EXERCISE DIRECTIONS →
Convert the lines starting at the one that contains "For each <instance>, output" and ending at the one that contains "positive clicks: (53, 372)" into a JSON list of strings, one string per line, leaving out any blank lines. Include only those lines.

Dataset items

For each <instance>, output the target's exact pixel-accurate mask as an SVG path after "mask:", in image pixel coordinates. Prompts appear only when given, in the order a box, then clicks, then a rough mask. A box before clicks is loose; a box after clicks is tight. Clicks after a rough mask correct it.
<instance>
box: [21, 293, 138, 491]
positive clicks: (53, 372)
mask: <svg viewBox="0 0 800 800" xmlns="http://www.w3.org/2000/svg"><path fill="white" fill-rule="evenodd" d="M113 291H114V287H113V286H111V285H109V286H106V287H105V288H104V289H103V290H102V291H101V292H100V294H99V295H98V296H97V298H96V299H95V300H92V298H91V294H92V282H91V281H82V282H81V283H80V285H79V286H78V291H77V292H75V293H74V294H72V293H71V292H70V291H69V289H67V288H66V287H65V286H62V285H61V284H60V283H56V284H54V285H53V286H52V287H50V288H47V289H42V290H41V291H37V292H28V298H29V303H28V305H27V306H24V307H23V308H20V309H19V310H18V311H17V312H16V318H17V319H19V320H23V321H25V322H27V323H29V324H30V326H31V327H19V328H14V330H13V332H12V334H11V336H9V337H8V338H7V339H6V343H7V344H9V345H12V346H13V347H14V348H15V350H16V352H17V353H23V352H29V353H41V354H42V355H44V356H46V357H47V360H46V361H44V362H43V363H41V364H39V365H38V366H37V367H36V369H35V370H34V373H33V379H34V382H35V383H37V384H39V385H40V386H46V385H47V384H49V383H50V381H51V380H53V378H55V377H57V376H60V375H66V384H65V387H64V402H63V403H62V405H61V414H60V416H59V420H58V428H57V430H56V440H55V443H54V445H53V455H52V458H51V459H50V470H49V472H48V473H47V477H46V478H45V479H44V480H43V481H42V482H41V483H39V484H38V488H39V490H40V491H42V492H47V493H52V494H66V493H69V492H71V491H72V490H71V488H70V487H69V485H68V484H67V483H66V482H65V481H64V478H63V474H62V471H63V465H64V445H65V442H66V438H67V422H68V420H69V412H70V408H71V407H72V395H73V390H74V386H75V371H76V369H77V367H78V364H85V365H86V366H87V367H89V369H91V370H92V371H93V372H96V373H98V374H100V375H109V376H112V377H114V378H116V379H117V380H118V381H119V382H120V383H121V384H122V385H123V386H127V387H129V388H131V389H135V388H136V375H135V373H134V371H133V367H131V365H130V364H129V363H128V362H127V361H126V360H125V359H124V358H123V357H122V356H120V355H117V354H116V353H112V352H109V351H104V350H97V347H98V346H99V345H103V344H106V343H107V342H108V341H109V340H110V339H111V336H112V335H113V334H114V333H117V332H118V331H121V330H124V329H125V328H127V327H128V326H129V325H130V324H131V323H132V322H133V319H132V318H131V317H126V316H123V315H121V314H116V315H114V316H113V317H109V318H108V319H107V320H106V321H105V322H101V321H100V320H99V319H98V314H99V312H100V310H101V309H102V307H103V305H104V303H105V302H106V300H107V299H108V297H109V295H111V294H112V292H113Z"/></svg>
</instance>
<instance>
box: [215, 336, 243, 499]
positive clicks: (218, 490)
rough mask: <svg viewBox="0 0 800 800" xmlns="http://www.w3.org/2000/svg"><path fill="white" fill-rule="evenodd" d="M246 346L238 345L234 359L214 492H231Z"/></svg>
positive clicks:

...

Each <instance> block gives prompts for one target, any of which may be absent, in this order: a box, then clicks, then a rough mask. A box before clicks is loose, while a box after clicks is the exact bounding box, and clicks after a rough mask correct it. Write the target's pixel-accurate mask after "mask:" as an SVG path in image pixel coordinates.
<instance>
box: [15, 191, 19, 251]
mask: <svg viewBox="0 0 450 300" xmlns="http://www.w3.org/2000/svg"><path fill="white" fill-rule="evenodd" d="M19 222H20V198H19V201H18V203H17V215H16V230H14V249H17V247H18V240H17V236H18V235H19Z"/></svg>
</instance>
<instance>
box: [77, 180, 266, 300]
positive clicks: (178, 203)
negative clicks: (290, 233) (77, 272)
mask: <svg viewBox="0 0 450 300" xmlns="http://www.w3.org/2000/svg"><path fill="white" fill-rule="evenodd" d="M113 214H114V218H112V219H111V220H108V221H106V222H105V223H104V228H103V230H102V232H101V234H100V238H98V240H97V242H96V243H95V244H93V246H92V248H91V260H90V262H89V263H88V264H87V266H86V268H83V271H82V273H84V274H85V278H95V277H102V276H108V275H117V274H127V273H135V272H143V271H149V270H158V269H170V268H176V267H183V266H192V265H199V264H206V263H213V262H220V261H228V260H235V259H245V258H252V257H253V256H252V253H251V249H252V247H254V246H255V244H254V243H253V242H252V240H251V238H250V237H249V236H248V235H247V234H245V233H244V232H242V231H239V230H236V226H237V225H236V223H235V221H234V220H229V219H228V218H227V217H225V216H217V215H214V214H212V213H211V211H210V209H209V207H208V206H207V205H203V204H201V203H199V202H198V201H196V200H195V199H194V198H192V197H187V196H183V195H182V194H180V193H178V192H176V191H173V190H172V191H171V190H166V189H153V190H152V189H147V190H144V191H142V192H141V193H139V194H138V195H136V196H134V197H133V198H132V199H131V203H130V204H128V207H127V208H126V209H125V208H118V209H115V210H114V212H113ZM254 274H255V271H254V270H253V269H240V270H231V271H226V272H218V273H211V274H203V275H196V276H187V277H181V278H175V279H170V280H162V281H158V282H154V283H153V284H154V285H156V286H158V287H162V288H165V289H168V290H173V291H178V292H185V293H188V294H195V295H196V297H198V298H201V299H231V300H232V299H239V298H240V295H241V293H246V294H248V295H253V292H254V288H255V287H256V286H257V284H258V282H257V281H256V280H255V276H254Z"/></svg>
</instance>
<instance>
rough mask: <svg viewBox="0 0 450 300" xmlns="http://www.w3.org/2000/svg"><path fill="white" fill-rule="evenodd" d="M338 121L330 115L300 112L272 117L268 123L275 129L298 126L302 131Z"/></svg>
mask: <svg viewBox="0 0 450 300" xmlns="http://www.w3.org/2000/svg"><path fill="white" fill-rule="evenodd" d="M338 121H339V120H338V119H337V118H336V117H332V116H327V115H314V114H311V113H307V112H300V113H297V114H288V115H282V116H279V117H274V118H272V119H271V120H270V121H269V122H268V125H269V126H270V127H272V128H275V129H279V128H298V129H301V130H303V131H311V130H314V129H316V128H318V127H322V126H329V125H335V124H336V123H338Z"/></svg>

ANSWER SPACE →
[
  "For each <instance>, output the target's exact pixel-accurate mask as an SVG path after \"mask:\", in image pixel coordinates. Prompts appear only when given, in the order a box, then clicks, then a rough mask. A box before clicks is loose; a box after clicks is tight. Clicks after a rough mask correct it.",
  "<instance>",
  "box: [21, 293, 138, 491]",
  "positive clicks: (53, 372)"
]